- PROVIDED DATA -
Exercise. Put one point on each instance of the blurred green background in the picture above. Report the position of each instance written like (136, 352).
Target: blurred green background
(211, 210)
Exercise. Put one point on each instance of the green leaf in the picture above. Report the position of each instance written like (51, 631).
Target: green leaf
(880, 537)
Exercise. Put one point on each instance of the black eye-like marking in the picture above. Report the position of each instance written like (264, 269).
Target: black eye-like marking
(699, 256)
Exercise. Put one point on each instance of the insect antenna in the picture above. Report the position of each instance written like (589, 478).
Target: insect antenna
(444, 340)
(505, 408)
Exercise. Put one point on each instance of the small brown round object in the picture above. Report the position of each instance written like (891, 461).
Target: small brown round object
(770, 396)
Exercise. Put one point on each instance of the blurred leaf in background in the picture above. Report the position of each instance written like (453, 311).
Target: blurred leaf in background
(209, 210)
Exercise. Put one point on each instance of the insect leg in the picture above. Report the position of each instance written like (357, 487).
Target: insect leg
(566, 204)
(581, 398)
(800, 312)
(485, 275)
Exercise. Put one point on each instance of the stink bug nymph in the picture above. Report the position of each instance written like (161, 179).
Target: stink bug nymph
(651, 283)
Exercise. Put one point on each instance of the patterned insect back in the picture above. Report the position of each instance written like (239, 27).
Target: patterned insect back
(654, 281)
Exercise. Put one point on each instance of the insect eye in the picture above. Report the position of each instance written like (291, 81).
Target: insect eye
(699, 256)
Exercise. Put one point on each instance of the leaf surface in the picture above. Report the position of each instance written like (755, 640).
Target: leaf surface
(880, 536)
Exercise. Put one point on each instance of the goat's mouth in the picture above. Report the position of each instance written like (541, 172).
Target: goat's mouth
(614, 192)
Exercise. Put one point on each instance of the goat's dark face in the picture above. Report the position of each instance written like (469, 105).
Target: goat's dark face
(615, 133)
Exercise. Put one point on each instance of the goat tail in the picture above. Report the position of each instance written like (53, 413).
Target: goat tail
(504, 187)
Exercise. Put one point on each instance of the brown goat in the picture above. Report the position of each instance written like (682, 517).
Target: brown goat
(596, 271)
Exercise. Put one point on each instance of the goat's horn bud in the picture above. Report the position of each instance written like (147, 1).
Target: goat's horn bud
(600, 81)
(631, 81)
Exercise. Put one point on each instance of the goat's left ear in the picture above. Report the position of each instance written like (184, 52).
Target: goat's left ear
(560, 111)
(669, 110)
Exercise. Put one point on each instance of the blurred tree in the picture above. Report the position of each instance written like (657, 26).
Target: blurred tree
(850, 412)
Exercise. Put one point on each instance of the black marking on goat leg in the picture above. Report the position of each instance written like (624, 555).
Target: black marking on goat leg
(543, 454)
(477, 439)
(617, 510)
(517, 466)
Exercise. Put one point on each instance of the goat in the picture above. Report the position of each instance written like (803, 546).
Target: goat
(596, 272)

- STATED TASK -
Return the lines above, from the one containing "Exercise. Put one point on each instance of the brown" to the end, exactly as they stand.

- EXERCISE RESULT -
Exercise. Put one point on each instance of the brown goat in the picture above. Report the position of each instance written like (682, 517).
Target: brown goat
(596, 271)
Exercise. Put one point on each instance of the goat's horn bud in the picture above. Report the position of each instance written like (147, 1).
Target: goat's horn bud
(600, 81)
(631, 81)
Exercise. Put one point on each instance of the goat's left ear in the picture above. Report the position of each instance written like (184, 52).
Target: goat's left ear
(560, 111)
(669, 110)
Exercise. Put one point on each instance of the blurred tree in the picture above. Report the position of each instance written like (657, 26).
Target: blurred tree
(850, 412)
Exercise. Put one point on each instance of the black marking on goat leg in the picture above. Report the position of each instance written like (624, 555).
Target: black marking on goat leg
(543, 454)
(477, 439)
(617, 510)
(517, 466)
Exercise. Put one point on each instance of the goat in the picture above. Report the position of each instance written like (803, 546).
Target: goat
(596, 272)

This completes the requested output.